● STATED TASK: Can you scale the rows from the line containing "written like (16,24)." up to and including the last line of the rows? Write those lines out again with every point coordinate in the answers multiplied by 2 and rounded to a whole number, halves up, keeping all other text and numbers unchanged and leaving out the pictures.

[STORED ROWS start]

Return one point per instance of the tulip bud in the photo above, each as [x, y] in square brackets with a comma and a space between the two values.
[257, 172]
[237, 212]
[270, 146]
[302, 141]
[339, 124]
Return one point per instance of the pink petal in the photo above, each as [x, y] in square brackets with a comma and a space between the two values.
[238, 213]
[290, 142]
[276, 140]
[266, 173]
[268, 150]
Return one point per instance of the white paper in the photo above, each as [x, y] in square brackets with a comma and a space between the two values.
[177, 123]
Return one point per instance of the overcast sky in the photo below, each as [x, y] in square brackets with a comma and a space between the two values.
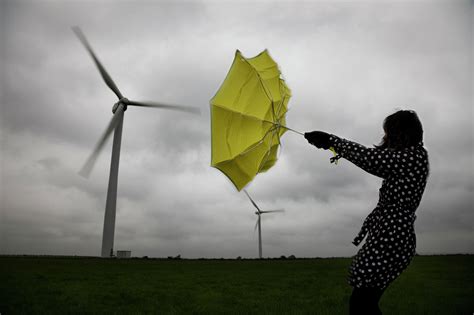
[349, 65]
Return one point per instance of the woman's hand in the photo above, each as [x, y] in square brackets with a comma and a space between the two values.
[319, 139]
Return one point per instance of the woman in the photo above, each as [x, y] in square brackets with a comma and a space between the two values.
[402, 162]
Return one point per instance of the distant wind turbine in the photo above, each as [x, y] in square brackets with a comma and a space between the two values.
[258, 223]
[115, 125]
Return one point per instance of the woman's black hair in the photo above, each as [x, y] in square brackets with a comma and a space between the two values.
[403, 129]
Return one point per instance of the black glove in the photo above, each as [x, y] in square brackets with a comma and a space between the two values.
[319, 139]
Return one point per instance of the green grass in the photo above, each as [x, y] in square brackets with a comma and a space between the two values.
[56, 285]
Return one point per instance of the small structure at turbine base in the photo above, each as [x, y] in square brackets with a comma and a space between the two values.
[124, 253]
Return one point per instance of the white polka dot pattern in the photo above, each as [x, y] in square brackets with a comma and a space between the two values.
[391, 240]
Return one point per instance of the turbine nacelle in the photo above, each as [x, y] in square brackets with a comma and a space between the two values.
[123, 101]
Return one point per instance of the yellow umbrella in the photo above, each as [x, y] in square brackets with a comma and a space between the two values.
[248, 118]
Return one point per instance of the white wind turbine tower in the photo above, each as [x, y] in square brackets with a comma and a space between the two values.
[115, 125]
[259, 222]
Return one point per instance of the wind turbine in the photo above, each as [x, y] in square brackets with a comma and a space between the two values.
[258, 223]
[115, 125]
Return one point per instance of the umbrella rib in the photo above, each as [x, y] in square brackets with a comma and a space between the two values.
[256, 144]
[267, 155]
[243, 114]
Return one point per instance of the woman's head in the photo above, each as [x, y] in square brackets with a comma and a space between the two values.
[402, 129]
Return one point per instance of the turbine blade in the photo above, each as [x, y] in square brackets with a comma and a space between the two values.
[108, 80]
[87, 168]
[253, 202]
[192, 110]
[270, 211]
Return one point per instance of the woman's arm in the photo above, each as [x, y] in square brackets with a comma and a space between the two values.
[376, 161]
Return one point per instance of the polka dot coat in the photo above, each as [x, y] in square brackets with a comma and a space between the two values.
[391, 240]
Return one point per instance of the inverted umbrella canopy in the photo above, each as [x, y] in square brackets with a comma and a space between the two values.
[248, 118]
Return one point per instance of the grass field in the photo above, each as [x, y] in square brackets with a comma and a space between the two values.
[61, 285]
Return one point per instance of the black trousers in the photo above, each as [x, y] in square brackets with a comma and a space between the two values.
[365, 301]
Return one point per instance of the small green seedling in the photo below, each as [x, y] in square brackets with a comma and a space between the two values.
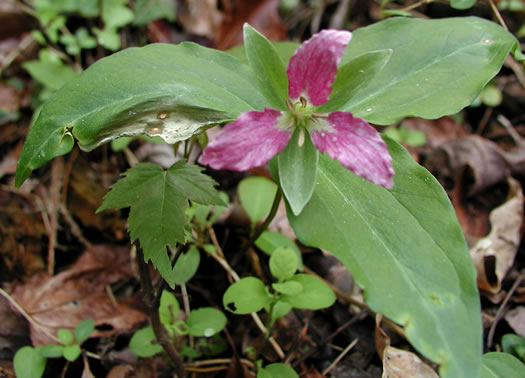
[31, 362]
[205, 323]
[302, 291]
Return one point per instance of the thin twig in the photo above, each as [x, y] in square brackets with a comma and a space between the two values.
[498, 15]
[222, 261]
[159, 330]
[340, 357]
[28, 317]
[501, 309]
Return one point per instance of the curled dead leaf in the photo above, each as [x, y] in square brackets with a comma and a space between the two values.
[494, 254]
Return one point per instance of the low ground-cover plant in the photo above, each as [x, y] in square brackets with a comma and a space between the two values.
[348, 190]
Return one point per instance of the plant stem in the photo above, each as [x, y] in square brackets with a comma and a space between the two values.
[150, 299]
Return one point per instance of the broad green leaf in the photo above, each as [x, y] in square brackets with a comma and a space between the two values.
[298, 158]
[405, 248]
[283, 263]
[187, 265]
[267, 66]
[29, 363]
[462, 4]
[314, 295]
[501, 365]
[355, 75]
[169, 309]
[173, 91]
[277, 370]
[441, 70]
[256, 195]
[246, 295]
[65, 336]
[51, 350]
[158, 199]
[83, 330]
[288, 287]
[71, 352]
[514, 344]
[206, 321]
[141, 343]
[150, 10]
[269, 241]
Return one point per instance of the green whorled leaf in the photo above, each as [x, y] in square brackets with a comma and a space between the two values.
[246, 295]
[405, 248]
[462, 4]
[277, 370]
[206, 321]
[29, 363]
[158, 199]
[256, 195]
[71, 352]
[501, 365]
[83, 330]
[269, 241]
[283, 263]
[186, 266]
[355, 75]
[173, 91]
[141, 343]
[298, 170]
[267, 66]
[437, 67]
[315, 294]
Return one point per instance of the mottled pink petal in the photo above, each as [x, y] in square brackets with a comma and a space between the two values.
[357, 146]
[248, 142]
[311, 71]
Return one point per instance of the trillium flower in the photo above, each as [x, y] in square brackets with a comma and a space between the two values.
[256, 136]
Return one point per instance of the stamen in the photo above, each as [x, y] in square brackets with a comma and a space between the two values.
[300, 140]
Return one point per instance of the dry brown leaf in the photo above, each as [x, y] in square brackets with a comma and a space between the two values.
[263, 15]
[399, 363]
[79, 293]
[494, 254]
[516, 319]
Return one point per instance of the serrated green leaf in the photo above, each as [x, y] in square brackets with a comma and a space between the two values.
[501, 365]
[405, 248]
[29, 363]
[142, 343]
[65, 336]
[186, 266]
[267, 66]
[246, 295]
[83, 330]
[315, 294]
[256, 195]
[173, 91]
[206, 321]
[158, 199]
[441, 71]
[283, 263]
[293, 162]
[71, 352]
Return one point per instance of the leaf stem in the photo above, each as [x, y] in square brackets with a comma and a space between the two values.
[263, 226]
[150, 300]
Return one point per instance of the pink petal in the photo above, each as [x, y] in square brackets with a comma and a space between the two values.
[248, 142]
[311, 71]
[357, 146]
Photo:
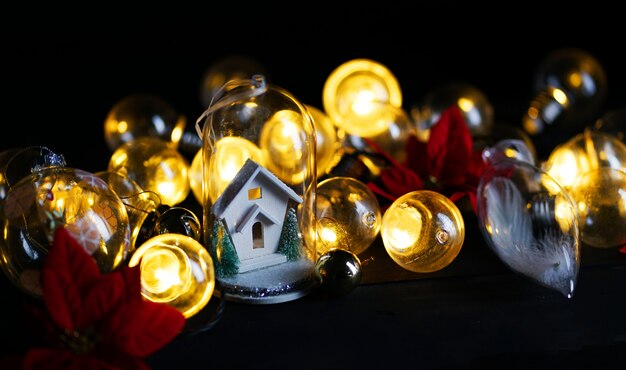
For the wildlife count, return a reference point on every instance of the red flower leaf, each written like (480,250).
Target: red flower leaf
(447,153)
(67,274)
(143,327)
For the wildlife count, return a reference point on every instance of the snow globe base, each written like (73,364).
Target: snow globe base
(275,284)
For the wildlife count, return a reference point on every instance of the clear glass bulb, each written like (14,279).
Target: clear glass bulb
(142,115)
(473,104)
(349,215)
(156,166)
(356,94)
(584,152)
(570,87)
(423,231)
(176,270)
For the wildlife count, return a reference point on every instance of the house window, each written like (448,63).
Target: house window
(254,193)
(257,235)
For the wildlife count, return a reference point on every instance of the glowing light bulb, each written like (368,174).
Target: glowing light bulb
(177,270)
(600,196)
(155,166)
(56,197)
(584,152)
(474,105)
(393,139)
(570,88)
(348,213)
(423,231)
(328,144)
(231,153)
(142,115)
(356,94)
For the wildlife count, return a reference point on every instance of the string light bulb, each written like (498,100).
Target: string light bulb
(423,231)
(570,87)
(357,94)
(155,165)
(176,270)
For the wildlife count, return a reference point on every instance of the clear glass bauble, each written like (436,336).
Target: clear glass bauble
(61,197)
(259,170)
(530,222)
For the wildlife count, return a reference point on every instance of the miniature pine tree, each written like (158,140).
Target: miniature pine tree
(290,242)
(223,252)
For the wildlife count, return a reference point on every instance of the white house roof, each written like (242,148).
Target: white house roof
(247,173)
(251,216)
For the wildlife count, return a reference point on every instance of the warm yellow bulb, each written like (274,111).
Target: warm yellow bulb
(423,231)
(356,94)
(176,270)
(229,156)
(283,142)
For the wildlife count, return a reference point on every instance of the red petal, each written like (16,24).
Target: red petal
(143,327)
(399,181)
(448,150)
(67,271)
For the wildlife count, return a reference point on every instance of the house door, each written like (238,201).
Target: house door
(257,235)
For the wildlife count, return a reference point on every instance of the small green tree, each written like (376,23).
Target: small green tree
(290,243)
(223,252)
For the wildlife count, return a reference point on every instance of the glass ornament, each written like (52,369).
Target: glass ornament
(584,152)
(139,203)
(392,140)
(599,198)
(328,144)
(156,166)
(530,223)
(175,270)
(423,231)
(19,162)
(179,220)
(259,210)
(142,115)
(348,214)
(61,197)
(500,132)
(339,272)
(356,95)
(229,68)
(473,104)
(195,176)
(570,87)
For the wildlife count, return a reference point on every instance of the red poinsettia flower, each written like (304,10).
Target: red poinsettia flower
(97,321)
(445,163)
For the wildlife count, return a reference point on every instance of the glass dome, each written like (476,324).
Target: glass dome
(259,176)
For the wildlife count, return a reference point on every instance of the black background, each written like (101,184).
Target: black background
(63,71)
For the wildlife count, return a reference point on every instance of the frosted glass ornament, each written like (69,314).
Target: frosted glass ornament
(530,222)
(599,198)
(392,140)
(584,152)
(142,115)
(328,144)
(61,197)
(356,95)
(156,166)
(259,213)
(349,215)
(473,104)
(175,270)
(423,231)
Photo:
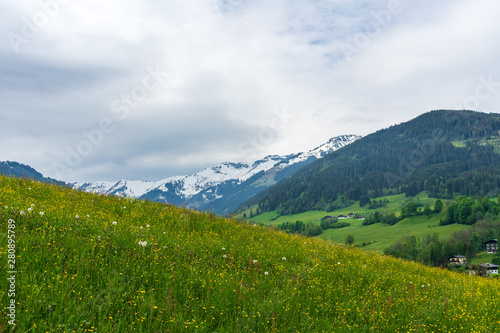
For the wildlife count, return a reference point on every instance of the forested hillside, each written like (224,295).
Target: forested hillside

[STORED ROWS end]

● EXPECTED ANSWER:
For the wildlife count, return a reference point on every instance of the red petal, each written like (16,24).
Target: red petal
(286,654)
(798,362)
(896,300)
(134,542)
For the wildlife count, return a reference point on every instance of the house door, each written like (238,201).
Target: house door
(514,470)
For the wildlife count, return a reference point on every instance of the small green tree, each written like (376,23).
Target: small green tree
(580,486)
(446,504)
For the wildlife count, return a reference point on every instance of the glass ornament, each written like (52,369).
Target: glass ornament
(1168,304)
(278,406)
(784,280)
(1198,396)
(656,288)
(312,332)
(1060,446)
(350,540)
(846,462)
(38,324)
(358,440)
(518,420)
(284,230)
(696,428)
(122,394)
(1000,264)
(678,544)
(712,190)
(458,136)
(946,208)
(390,352)
(1140,174)
For the wildlife count, return a reference point on every instance of the red poinsettia flower, each written like (304,10).
Target: red poinsettia flower
(194,642)
(890,326)
For the wildlife count, return a reference point on every instance of the glass dome, each written like (476,324).
Target: glass dome
(518,352)
For the wildlife count, return a reference point on every instance of the black background, each written like (101,184).
Target: black background
(126,142)
For the wildlife count, return a reference point on every instance of the frosted glass ornament, each written like (69,314).
Target: frosted glass ornament
(1060,444)
(1198,396)
(784,280)
(1168,304)
(284,230)
(656,288)
(122,394)
(712,190)
(312,332)
(518,426)
(698,430)
(946,208)
(350,540)
(846,462)
Photo:
For the wildlife count, return a reference point on every instance of the forested hillside, each written like (224,295).
Target: forested hillside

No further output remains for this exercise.